Stored records:
------

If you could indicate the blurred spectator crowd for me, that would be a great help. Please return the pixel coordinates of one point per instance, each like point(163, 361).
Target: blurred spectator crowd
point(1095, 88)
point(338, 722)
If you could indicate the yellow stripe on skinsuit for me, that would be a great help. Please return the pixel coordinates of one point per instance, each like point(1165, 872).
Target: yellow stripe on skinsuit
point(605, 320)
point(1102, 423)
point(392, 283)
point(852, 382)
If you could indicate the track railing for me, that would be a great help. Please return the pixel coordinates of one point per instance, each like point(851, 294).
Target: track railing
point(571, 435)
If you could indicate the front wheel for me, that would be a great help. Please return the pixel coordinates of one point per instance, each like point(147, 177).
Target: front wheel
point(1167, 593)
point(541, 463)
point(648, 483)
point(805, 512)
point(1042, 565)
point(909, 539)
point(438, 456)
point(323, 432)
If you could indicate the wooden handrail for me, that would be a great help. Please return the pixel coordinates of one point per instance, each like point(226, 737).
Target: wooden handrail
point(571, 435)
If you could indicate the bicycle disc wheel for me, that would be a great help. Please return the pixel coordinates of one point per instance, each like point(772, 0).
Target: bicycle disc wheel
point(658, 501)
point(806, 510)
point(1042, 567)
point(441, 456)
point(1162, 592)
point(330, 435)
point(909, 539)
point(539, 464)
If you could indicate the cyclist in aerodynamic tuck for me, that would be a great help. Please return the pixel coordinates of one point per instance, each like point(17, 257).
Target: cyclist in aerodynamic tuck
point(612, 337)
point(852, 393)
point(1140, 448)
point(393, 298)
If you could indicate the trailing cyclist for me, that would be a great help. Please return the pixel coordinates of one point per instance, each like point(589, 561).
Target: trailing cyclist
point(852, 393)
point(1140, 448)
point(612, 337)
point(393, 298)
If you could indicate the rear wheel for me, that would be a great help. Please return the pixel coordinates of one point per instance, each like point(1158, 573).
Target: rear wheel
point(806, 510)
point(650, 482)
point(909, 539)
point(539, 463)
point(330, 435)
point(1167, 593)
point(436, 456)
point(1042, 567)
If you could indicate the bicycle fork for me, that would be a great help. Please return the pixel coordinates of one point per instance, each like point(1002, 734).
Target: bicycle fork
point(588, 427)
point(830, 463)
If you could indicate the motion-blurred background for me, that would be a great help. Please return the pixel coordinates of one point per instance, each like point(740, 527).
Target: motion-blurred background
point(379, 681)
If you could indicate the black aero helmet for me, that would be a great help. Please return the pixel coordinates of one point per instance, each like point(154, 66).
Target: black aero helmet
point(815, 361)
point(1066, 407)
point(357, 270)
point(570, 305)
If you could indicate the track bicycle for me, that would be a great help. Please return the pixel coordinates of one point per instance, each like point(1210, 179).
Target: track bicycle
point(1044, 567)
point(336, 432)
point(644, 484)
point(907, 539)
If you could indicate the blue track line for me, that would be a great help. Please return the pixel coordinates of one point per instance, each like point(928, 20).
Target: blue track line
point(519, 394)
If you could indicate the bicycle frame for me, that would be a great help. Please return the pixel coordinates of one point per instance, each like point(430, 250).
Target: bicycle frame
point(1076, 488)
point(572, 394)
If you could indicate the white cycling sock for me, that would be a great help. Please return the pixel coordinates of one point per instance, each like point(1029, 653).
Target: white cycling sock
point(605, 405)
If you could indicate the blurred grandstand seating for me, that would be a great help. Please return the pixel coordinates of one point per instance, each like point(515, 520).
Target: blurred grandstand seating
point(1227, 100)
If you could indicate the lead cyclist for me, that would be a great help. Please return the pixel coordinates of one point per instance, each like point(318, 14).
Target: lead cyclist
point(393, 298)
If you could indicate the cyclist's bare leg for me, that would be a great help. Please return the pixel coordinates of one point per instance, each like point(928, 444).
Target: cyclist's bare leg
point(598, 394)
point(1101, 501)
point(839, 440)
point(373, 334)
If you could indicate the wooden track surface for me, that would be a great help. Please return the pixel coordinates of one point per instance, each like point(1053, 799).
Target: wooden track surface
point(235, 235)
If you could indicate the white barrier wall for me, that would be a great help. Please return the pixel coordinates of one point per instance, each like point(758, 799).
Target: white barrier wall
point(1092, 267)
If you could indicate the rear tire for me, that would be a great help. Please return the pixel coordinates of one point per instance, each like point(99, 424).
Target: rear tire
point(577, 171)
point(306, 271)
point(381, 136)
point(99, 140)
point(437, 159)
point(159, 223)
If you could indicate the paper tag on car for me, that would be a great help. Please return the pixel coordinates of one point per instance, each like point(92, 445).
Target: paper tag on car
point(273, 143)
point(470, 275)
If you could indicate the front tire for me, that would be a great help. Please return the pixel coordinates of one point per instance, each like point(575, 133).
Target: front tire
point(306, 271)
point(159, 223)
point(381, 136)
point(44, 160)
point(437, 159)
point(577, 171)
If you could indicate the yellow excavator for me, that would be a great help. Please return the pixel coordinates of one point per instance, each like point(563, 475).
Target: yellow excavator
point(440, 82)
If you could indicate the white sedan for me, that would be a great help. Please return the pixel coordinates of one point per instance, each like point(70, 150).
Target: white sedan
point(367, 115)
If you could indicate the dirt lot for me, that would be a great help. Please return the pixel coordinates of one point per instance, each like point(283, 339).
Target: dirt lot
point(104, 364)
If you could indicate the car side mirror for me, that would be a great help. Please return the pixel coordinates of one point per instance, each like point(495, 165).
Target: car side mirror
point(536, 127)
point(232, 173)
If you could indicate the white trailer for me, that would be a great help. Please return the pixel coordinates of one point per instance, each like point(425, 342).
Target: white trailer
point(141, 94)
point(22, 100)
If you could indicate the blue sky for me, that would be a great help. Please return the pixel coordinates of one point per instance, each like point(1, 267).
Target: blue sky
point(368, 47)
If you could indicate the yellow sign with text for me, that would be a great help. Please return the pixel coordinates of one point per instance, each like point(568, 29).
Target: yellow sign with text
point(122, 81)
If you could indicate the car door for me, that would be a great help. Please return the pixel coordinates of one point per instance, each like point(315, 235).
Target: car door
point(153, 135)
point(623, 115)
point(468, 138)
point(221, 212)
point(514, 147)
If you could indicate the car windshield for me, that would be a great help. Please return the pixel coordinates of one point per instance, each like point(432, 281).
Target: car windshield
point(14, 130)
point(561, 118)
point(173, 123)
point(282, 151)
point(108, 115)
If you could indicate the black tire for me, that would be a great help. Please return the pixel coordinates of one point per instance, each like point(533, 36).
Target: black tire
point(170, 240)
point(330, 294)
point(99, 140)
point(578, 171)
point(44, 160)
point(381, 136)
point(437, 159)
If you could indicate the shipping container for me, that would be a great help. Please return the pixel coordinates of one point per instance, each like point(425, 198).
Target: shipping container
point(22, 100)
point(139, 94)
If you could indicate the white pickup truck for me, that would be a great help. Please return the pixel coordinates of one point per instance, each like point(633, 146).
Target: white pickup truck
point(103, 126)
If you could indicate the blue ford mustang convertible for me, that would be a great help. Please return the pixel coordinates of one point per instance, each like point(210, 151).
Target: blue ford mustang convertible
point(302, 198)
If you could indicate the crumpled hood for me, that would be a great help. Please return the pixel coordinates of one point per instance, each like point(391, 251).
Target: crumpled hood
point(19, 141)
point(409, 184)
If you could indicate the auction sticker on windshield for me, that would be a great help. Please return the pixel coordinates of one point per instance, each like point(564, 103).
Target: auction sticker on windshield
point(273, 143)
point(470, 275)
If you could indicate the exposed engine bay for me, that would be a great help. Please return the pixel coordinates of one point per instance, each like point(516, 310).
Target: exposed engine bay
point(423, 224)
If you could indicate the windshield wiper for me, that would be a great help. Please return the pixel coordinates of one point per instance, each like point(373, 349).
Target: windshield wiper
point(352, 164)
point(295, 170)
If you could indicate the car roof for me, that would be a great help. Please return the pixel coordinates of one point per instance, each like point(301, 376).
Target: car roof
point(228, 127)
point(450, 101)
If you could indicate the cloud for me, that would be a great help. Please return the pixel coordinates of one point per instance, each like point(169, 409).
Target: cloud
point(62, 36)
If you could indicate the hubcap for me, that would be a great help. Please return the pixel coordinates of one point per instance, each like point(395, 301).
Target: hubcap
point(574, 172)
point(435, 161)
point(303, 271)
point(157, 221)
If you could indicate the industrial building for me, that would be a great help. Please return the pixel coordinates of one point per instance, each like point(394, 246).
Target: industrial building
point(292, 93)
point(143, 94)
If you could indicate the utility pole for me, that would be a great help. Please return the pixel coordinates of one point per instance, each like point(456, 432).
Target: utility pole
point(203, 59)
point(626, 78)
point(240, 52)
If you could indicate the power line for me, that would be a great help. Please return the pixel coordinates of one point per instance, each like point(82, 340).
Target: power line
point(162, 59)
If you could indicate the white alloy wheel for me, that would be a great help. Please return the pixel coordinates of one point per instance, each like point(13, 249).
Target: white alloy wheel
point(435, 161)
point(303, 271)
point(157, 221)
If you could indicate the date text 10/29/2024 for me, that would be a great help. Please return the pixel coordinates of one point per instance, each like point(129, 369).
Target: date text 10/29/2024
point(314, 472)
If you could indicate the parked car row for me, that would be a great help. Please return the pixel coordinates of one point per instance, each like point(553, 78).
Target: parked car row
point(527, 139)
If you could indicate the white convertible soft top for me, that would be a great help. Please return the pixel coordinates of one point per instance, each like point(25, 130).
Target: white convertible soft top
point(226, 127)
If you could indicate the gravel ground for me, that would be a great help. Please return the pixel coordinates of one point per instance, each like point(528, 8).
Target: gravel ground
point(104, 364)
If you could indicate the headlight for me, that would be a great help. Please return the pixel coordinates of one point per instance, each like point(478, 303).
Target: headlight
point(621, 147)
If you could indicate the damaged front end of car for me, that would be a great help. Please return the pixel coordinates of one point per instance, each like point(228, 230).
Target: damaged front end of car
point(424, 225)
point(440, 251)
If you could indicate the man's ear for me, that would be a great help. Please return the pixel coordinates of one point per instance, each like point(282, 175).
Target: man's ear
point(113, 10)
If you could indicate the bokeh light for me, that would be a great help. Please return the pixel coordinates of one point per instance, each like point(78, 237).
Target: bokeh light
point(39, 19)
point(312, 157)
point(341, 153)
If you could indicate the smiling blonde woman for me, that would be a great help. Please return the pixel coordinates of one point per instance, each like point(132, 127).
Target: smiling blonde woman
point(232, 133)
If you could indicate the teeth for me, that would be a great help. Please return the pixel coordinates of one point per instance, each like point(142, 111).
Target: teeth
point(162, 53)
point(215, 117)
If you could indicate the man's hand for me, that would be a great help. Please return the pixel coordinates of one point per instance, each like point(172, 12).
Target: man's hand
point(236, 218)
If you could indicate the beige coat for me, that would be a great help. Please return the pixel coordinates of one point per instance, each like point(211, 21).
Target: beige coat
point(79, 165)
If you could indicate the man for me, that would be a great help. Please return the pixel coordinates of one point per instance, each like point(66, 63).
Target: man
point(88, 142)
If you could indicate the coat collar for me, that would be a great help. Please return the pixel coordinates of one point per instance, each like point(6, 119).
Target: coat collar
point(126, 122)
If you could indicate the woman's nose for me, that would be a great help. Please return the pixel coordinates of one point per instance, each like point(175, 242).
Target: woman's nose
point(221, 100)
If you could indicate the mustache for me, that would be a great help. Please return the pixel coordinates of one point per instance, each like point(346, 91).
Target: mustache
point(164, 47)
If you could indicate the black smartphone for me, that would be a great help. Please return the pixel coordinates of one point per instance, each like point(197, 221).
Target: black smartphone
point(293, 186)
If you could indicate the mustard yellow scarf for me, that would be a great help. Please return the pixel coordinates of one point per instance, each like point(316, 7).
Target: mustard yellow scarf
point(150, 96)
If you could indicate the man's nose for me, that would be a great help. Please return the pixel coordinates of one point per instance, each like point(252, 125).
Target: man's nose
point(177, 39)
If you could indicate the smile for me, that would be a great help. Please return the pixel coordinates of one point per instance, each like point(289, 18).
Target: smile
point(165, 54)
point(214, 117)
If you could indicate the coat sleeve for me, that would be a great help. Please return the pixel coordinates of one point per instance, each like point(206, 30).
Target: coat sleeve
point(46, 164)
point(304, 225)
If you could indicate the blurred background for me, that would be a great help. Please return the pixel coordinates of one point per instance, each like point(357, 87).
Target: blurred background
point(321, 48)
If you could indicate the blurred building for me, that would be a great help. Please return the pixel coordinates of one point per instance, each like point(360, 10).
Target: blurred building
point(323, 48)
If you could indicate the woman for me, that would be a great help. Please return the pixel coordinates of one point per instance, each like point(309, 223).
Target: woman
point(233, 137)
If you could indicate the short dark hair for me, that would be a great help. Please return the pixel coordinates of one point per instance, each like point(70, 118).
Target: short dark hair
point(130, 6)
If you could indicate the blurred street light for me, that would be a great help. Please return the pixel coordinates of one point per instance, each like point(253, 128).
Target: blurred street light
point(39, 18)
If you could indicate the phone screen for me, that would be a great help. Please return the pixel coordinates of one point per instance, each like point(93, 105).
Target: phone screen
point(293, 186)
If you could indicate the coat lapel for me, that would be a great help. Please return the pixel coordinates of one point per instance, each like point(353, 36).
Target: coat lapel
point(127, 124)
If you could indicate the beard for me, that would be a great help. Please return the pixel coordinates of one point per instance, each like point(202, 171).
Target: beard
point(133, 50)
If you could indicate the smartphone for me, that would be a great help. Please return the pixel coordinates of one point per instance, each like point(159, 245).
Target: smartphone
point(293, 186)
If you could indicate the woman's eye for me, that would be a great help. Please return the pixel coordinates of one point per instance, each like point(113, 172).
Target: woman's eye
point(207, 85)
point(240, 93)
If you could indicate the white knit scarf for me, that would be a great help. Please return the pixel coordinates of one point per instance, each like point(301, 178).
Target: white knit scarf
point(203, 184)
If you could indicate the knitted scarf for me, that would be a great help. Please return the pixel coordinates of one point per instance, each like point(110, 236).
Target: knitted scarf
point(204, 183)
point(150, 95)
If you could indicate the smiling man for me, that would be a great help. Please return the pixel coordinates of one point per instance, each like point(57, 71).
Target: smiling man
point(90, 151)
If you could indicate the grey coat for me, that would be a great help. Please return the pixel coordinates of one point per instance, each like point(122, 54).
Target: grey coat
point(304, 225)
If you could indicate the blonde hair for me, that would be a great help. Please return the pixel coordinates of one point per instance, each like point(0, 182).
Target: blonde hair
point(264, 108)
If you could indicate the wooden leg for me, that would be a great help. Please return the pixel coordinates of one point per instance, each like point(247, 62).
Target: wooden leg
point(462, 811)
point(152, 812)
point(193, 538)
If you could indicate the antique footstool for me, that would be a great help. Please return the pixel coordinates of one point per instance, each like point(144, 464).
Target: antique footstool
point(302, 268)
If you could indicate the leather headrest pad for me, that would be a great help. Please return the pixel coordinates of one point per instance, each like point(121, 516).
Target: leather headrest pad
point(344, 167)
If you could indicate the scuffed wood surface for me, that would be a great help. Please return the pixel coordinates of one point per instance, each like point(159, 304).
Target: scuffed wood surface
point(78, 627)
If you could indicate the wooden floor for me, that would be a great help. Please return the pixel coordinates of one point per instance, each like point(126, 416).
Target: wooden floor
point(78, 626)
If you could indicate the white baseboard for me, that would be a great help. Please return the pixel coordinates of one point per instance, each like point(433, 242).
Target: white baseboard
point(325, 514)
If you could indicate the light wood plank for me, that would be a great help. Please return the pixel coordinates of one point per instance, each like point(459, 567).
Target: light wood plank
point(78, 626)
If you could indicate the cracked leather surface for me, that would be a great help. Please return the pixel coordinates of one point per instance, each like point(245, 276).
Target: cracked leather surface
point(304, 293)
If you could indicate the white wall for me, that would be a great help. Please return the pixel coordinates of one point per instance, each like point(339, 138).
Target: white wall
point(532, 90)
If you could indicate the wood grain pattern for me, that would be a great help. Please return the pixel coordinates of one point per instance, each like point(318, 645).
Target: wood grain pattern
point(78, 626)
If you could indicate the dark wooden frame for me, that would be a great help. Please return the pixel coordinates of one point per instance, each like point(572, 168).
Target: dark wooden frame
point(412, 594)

------

Work required: Render the lines from the one containing "If you could indicate the dark" through the last line of the entries as a JSON list of strings, one string per line, with blank lines left out.

Task answer:
[
  "If you could indicate the dark wooden frame for me, that would be a great help. Please return the pixel coordinates of one point per instance, each like point(572, 168).",
  "Target: dark wooden frame",
  "point(412, 594)"
]